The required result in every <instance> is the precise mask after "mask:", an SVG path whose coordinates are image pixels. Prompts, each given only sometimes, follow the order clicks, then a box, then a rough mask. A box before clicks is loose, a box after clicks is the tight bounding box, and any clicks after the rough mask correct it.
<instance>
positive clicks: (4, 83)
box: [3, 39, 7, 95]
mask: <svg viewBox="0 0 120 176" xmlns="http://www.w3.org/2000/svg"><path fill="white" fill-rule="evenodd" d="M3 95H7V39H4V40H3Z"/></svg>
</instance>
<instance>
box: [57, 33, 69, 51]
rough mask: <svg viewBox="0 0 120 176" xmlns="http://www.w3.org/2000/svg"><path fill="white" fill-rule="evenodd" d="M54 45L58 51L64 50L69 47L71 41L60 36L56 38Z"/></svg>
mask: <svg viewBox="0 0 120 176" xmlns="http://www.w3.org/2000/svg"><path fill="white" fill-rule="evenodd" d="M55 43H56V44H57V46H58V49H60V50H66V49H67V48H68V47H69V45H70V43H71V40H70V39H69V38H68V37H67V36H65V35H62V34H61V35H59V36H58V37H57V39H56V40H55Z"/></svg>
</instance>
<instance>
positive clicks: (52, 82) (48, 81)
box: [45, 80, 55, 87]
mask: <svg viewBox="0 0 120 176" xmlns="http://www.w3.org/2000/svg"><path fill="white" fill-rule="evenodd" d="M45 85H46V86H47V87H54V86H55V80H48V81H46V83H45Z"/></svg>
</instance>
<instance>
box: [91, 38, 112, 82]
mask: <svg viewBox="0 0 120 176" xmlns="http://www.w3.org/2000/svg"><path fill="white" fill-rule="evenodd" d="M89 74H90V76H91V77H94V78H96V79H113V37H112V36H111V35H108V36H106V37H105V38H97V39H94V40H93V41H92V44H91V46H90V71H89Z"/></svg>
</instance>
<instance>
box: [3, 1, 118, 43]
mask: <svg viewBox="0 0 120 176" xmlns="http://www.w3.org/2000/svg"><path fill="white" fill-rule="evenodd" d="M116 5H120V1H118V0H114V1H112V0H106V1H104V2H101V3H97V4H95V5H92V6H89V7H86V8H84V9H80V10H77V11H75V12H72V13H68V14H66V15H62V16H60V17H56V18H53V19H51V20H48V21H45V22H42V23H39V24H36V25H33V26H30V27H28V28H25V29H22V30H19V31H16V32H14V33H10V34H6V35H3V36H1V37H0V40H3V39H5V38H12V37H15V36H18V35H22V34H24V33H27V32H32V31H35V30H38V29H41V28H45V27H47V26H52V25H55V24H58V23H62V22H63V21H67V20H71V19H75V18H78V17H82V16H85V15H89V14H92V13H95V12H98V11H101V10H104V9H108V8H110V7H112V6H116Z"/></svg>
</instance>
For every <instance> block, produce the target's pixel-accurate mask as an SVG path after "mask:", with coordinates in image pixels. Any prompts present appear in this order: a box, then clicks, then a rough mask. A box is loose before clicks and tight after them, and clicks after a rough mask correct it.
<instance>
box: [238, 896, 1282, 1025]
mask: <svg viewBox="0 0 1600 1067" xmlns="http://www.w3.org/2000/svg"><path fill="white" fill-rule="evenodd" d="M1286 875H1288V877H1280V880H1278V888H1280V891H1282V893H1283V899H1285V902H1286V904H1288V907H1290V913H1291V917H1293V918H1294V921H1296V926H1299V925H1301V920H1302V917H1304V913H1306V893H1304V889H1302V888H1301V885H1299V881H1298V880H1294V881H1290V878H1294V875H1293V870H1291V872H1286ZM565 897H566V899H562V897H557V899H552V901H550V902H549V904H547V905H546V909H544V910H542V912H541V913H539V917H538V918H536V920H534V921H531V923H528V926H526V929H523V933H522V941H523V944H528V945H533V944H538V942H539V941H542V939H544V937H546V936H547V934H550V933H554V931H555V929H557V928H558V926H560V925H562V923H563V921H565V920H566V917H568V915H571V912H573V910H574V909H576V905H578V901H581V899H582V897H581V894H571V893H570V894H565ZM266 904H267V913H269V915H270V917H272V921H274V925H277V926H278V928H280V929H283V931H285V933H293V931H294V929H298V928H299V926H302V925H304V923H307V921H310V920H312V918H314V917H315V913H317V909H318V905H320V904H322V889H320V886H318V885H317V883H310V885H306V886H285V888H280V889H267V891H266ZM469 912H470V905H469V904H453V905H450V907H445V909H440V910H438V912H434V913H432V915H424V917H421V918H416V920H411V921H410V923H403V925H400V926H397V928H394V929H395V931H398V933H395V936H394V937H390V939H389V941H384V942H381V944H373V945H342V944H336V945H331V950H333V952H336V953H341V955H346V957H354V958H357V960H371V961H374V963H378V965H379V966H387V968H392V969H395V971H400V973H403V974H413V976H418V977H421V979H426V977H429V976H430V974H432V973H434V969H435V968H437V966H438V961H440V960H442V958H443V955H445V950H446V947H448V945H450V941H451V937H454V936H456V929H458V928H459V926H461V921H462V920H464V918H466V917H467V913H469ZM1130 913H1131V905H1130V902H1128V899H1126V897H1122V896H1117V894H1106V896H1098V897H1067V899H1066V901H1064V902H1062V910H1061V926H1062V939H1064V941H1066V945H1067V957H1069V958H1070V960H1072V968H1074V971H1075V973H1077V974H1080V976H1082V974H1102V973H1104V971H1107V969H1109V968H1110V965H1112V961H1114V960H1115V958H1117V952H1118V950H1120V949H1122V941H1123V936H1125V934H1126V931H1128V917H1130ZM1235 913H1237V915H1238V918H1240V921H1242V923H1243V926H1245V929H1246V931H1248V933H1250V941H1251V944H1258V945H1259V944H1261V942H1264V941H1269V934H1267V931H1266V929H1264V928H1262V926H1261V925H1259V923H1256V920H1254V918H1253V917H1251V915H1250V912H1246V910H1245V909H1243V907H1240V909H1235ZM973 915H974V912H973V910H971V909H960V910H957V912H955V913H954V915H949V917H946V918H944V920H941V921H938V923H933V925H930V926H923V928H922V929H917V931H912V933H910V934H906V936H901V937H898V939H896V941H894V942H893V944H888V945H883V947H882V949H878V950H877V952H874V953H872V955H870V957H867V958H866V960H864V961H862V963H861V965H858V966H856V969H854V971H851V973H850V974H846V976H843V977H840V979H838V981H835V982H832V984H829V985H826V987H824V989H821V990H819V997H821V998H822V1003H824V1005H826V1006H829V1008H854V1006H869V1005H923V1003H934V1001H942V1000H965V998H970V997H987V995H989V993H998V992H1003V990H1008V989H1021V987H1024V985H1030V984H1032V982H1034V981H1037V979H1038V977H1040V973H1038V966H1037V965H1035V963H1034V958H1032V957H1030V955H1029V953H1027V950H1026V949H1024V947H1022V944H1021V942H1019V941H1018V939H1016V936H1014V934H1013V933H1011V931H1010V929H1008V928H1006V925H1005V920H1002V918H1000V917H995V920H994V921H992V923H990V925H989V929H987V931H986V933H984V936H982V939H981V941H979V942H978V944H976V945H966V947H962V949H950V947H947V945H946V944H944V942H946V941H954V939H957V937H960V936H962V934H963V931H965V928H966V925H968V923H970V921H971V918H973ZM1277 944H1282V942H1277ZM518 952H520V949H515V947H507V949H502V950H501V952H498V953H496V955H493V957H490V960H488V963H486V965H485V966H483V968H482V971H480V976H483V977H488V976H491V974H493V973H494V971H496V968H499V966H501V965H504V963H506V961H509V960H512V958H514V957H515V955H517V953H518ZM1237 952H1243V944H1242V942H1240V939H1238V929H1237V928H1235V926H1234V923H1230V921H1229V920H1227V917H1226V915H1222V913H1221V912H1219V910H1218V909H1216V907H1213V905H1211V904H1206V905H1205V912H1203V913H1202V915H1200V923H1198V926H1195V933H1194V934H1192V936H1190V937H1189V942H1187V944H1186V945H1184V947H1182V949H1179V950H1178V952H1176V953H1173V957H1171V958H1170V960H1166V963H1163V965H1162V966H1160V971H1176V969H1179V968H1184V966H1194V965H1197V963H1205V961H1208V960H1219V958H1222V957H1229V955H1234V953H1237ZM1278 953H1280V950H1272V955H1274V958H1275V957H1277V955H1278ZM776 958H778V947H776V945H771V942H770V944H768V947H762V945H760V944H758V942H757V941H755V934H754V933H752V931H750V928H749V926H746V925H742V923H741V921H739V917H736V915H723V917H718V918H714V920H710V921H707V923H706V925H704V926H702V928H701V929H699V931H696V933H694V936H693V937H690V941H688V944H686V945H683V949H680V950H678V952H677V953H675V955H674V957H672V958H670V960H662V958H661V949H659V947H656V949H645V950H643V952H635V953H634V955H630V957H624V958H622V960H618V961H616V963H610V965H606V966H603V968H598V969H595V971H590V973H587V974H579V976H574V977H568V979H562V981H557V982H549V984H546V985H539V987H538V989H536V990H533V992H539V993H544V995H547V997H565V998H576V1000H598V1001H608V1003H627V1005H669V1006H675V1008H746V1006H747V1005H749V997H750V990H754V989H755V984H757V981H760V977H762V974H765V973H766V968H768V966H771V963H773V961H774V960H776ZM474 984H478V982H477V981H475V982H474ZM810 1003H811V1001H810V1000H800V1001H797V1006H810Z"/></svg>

======

→ **TASK DIRECTIONS**:
Please find each line in the records that contains the string "positive", matching case exactly, and copy those lines out in full.

→ **EXERCISE RESPONSE**:
positive clicks: (4, 83)
positive clicks: (52, 82) (48, 81)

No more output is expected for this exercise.